Consigne écrite 1:
Répondez aux questions suivantes à l'aide du texte sur les Gurrelieder :
(a) Quels chœurs le chef a-t-il adjoints aux deux orchestres ?
(b) Quelle durée le texte donne-t-il à ce grand cycle poétique ?
(c) D'après quel type de poème la première partie raconte-t-elle l'histoire du roi Waldemar et de la belle Tove ?
Consigne écrite 2: Dans le texte sur les Gurrelieder, remplacez "Bruckner" par "Brahms" et recopiez le passage situé entre "Ce grand cycle" et "sont jamais loin.", bornes incluses.
Consigne écrite 3: Rédigez la suite du texte sur les Gurrelieder en reprenant après sa dernière phrase.
### Texte présenté
Voilà un vrai beau geste d’union musicale européenne pour les adieux de Marek Janowski à son Orchestre de Monte Carlo. En programmant conjointement au Grimaldi-Forum et à la Philharmonie de Berlin, les fameux et gigantesques Gurrelieder d’Arnold Schoenberg, le grand chef allemand a réuni ses deux actuelles phalanges, le Symphonique de la Radio berlinoise et le Philharmonique monégasque, auxquels il avait adjoint les deux Chœurs des radios de Berlin et de Leipzig ainsi qu’une demi douzaine de solistes triés sur le volet. L’événement musical de la semaine se déroulait donc sur le rocher des Grimaldi, entre ciel et eau, dans l’énorme nef dont Janowski avait obtenu naguère la construction du Prince Rainier.

Ce grand cycle poétique de près d’une heure et demie fascine tous les maestros de la terre, mais en a fait reculer plus d’un en raison de son gigantisme même : c’est un peu la Symphonie des Mille du père du dodécaphonisme. Mais nous sommes encore au tournant du siècle, et il n’est pas question de révolution sérielle. Au contraire ! Par delà Bruckner et sa dévotion bien connue à Wagner, ce sont les derniers feux du romantisme qui brûlent dans ce chaudron où se mêlent plusieurs centaines de musiciens et de choristes dans un vacarme qui va croissant. La première partie qui d’après un poème danois raconte l’histoire tragique du roi Waldemar et de la belle Tove victime d’une épouse jalouse est totalement wagnérienne : Isolde et l’oiseau de la forêt ne sont jamais loin.
######
### Lignes fournies
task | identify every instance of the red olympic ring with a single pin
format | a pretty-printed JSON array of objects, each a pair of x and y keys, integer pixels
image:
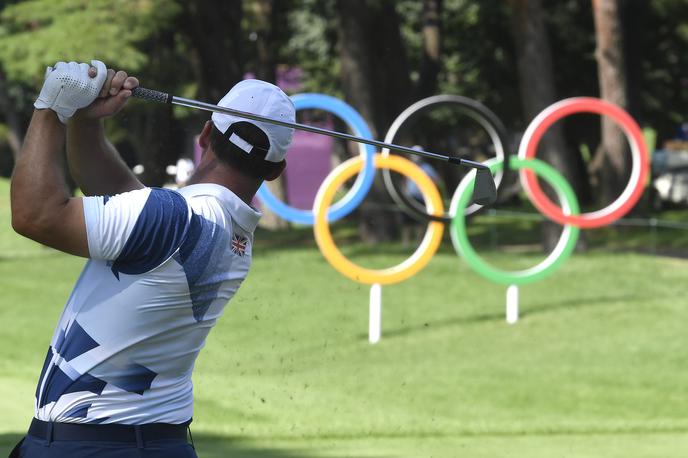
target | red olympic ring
[{"x": 630, "y": 195}]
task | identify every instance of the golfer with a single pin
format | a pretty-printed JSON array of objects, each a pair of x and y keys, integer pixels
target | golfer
[{"x": 162, "y": 264}]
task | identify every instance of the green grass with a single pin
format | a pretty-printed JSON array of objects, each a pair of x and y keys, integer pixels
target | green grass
[{"x": 595, "y": 367}]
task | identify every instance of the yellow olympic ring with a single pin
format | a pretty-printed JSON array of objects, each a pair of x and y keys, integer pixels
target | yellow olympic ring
[{"x": 414, "y": 263}]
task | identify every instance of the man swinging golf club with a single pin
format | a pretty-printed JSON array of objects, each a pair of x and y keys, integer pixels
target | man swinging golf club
[{"x": 116, "y": 381}]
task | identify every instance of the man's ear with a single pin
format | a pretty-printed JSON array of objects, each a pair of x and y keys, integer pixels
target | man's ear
[
  {"x": 204, "y": 137},
  {"x": 277, "y": 171}
]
######
Réponse à l'exercice 1:
(a) Les deux Chœurs des radios de Berlin et de Leipzig.
(b) Près d'une heure et demie.
(c) D'après un poème danois.

Réponse à l'exercice 2:
Ce grand cycle poétique de près d’une heure et demie fascine tous les maestros de la terre, mais en a fait reculer plus d’un en raison de son gigantisme même : c’est un peu la Symphonie des Mille du père du dodécaphonisme. Mais nous sommes encore au tournant du siècle, et il n’est pas question de révolution sérielle. Au contraire ! Par delà Brahms et sa dévotion bien connue à Wagner, ce sont les derniers feux du romantisme qui brûlent dans ce chaudron où se mêlent plusieurs centaines de musiciens et de choristes dans un vacarme qui va croissant. La première partie qui d’après un poème danois raconte l’histoire tragique du roi Waldemar et de la belle Tove victime d’une épouse jalouse est totalement wagnérienne : Isolde et l’oiseau de la forêt ne sont jamais loin.

Réponse à l'exercice 3:
Comment sortir de la forêt enchantée du romantisme ? C’est la question qu’avec ses contemporains, de Zemlinsky à Richard Strauss en passant par Mahler et Schreker, Schoenberg se pose. On sait qu’il réagira plus tard de façon radicale en faisant exploser le vieux système tonal. Dans ses Gurrelieder, il en est encore à essayer des voies plus traditionnelles : il gonfle ses effectifs pour obtenir des effets de masse, mais aussi de couleurs et de timbres. Dès l’interlude de la deuxième partie, il se dégage de l’influence wagnérienne. Dans l’épisode du Fou, il s’essaie à l’ironie grinçante chère à Mahler et au Strauss du Chevalier à la rose. Mais bientôt, la masse chorale entre dans la chevauchée sauvage ouvrant sur un « Mélodrame » qui renvoie à la fois à un genre cher à Mozart célébré par Liszt et à ce qui sera plus tard le fameux « Sprechgesang » de son Pierrot Lunaire.

Si tout explose, tout reste gentiment tonal. Le récitant n’est autre que notre excellent baryton François Le Roux qui a bien du mérite à se faire entendre dans les vagues que soulèvent les deux orchestres en état de fusion. Tout culmine avec les deux chœurs qui s’envolent dans une sensualité digne de Daphnis et Chloé de Ravel, contemporain de ce finale grandiose.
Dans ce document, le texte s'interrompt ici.